%%

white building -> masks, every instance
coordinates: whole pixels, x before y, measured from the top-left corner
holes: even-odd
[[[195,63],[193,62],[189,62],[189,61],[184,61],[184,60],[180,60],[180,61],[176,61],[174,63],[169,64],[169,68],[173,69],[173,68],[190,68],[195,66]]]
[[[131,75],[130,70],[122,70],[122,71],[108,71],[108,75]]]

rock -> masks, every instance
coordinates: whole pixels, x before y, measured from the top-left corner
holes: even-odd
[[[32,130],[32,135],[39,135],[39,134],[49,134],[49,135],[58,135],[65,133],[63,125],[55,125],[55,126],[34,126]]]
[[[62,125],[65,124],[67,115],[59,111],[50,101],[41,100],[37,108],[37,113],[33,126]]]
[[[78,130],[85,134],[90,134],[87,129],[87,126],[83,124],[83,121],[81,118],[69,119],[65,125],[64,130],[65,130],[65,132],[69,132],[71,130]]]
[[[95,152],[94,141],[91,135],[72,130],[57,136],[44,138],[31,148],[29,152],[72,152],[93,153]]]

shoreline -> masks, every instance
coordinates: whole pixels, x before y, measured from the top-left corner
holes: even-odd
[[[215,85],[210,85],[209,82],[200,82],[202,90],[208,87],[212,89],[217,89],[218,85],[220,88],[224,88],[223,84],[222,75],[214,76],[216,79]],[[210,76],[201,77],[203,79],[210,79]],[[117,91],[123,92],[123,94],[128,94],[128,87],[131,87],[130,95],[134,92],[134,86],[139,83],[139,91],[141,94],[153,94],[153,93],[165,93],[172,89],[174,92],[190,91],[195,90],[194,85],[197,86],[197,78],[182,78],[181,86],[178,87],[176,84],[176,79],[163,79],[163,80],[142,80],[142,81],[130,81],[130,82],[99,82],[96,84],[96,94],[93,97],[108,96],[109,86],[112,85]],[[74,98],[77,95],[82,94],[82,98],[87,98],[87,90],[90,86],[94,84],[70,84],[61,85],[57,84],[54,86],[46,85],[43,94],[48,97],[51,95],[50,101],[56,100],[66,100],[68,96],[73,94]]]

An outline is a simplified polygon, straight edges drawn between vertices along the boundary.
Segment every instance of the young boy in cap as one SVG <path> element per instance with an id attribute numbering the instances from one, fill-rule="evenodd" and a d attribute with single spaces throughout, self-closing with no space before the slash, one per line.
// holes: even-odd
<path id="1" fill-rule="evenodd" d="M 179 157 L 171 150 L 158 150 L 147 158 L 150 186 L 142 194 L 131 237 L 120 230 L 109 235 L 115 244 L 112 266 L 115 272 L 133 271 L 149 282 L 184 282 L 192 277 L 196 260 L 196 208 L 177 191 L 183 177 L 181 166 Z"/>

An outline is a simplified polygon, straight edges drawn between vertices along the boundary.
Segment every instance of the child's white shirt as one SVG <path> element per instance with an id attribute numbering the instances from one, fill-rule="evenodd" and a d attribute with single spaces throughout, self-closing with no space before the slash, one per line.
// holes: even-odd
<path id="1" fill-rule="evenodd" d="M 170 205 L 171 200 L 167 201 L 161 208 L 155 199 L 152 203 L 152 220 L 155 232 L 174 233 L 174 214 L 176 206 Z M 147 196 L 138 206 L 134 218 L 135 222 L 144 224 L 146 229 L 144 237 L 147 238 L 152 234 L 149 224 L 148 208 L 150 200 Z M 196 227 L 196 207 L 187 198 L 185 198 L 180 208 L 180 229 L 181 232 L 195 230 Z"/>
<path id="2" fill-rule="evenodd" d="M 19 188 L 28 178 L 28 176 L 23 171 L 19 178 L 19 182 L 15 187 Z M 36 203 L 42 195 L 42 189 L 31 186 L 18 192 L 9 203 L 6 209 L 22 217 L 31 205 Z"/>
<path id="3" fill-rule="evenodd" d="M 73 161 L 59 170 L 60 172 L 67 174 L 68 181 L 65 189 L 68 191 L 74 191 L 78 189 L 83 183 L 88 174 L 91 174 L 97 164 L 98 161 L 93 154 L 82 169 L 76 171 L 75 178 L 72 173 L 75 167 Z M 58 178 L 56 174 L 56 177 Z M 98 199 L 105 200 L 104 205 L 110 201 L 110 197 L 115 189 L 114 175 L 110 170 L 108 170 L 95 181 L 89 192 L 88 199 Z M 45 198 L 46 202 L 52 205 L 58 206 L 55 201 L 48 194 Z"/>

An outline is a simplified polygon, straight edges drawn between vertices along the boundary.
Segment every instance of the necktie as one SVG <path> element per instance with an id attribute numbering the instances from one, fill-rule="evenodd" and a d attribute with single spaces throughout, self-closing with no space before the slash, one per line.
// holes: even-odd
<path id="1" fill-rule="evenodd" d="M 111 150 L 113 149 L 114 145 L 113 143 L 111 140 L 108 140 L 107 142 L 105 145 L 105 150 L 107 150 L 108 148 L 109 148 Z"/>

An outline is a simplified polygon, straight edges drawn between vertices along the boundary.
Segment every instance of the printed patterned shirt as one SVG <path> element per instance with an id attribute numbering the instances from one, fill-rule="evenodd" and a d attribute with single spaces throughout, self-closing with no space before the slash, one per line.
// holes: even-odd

%%

§ DIRECTIVE: Turn every row above into a numbered list, one item per line, omitting the blank lines.

§ TASK ANSWER:
1. white building -> masks, every instance
2. coordinates: whole pixels, x before y, measured from the top-left corner
3. holes: even-odd
4. [[[195,63],[193,62],[189,62],[189,61],[184,61],[184,60],[180,60],[180,61],[176,61],[174,63],[169,64],[169,68],[173,69],[173,68],[190,68],[195,66]]]
5. [[[131,75],[130,70],[122,70],[122,71],[108,71],[108,75]]]
6. rock -> masks, every instance
7. coordinates: whole pixels, x before y, measured from the top-left corner
8. holes: even-odd
9. [[[32,130],[32,135],[39,135],[39,134],[49,134],[49,135],[58,135],[65,133],[63,125],[55,125],[55,126],[34,126]]]
10. [[[62,125],[65,124],[67,115],[59,111],[50,101],[41,100],[37,108],[37,113],[33,126]]]
11. [[[78,130],[85,134],[90,134],[87,129],[87,126],[83,124],[83,121],[81,118],[69,119],[65,125],[64,130],[65,130],[65,132],[69,132],[71,130]]]
12. [[[95,152],[94,141],[91,135],[72,130],[57,136],[44,138],[31,148],[29,152],[72,152],[93,153]]]
13. shoreline -> masks, every instance
14. coordinates: whole pixels, x before y, measured from the top-left corner
15. holes: even-odd
16. [[[215,85],[210,85],[209,82],[200,82],[202,90],[208,87],[212,89],[217,89],[218,85],[220,88],[224,88],[223,84],[222,75],[214,76],[216,79]],[[210,76],[201,77],[203,79],[210,79]],[[117,91],[123,92],[123,94],[128,94],[128,87],[131,87],[130,95],[134,92],[134,86],[139,83],[139,91],[141,94],[153,94],[153,93],[165,93],[172,89],[174,92],[190,91],[195,90],[194,85],[197,86],[197,78],[182,78],[181,86],[178,87],[176,84],[176,79],[163,79],[163,80],[142,80],[142,81],[130,81],[130,82],[99,82],[96,84],[96,94],[93,97],[108,96],[109,86],[112,85]],[[74,98],[77,95],[82,94],[82,98],[87,98],[87,90],[90,86],[94,84],[70,84],[61,85],[57,84],[54,86],[46,85],[43,94],[48,97],[51,95],[50,101],[56,100],[66,100],[68,96],[73,94]]]
17. An outline is a simplified polygon, straight edges drawn between vertices along the boundary.
18. Segment every instance of the young boy in cap as one SVG <path> element per instance with an id attribute numbering the instances from one, fill-rule="evenodd" and a d attribute with single spaces throughout, self-closing with no space before the slash, one per line.
19. // holes: even-odd
20. <path id="1" fill-rule="evenodd" d="M 179 157 L 171 150 L 158 150 L 147 158 L 150 186 L 142 194 L 131 237 L 120 230 L 109 235 L 115 244 L 112 266 L 115 272 L 133 271 L 149 282 L 184 282 L 192 277 L 196 260 L 196 208 L 177 191 L 183 177 L 181 166 Z"/>
21. An outline is a simplified polygon, straight edges drawn between vertices along the boundary.
22. Segment every instance of the child's white shirt as one SVG <path> element per instance with an id attribute numbering the instances from one, fill-rule="evenodd" and a d attribute with single spaces throughout, self-closing with no space before the slash, one per line.
23. // holes: even-odd
24. <path id="1" fill-rule="evenodd" d="M 170 205 L 171 200 L 167 201 L 161 208 L 155 199 L 152 203 L 152 220 L 155 232 L 174 233 L 174 214 L 176 206 Z M 147 196 L 138 206 L 134 218 L 135 222 L 144 224 L 146 229 L 144 237 L 147 238 L 152 234 L 149 224 L 148 208 L 150 200 Z M 196 227 L 196 207 L 187 198 L 185 198 L 180 208 L 180 229 L 181 232 L 195 230 Z"/>
25. <path id="2" fill-rule="evenodd" d="M 19 188 L 28 178 L 28 176 L 23 171 L 19 178 L 19 182 L 15 187 Z M 36 203 L 42 195 L 42 189 L 31 186 L 18 192 L 9 203 L 6 209 L 22 217 L 31 205 Z"/>
26. <path id="3" fill-rule="evenodd" d="M 73 161 L 59 170 L 60 172 L 67 174 L 68 181 L 65 189 L 68 191 L 74 191 L 78 189 L 83 183 L 88 174 L 91 174 L 97 164 L 98 161 L 93 154 L 82 169 L 76 171 L 75 178 L 72 173 L 75 167 Z M 58 178 L 56 174 L 56 177 Z M 98 199 L 105 200 L 104 205 L 110 201 L 110 197 L 115 189 L 114 175 L 110 170 L 108 170 L 95 181 L 89 192 L 88 199 Z M 45 198 L 46 202 L 52 205 L 58 206 L 55 201 L 48 194 Z"/>
27. An outline is a simplified polygon, straight edges drawn between vertices along the boundary.
28. Segment every instance of the necktie as one SVG <path> element per instance with an id attribute numbering the instances from one, fill-rule="evenodd" and a d attribute with single spaces throughout, self-closing with no space before the slash, one per line.
29. // holes: even-odd
30. <path id="1" fill-rule="evenodd" d="M 111 150 L 113 149 L 114 145 L 113 143 L 111 140 L 108 140 L 107 142 L 105 145 L 105 150 L 107 150 L 108 148 L 109 148 Z"/>
31. An outline is a simplified polygon, straight edges drawn between vertices along the boundary.
32. Segment every instance of the printed patterned shirt as one SVG <path> element per instance with an id attribute numbering the instances from one, fill-rule="evenodd" and a d attribute with single spaces throughout, self-closing with no space before the slash, one per line.
33. // holes: even-odd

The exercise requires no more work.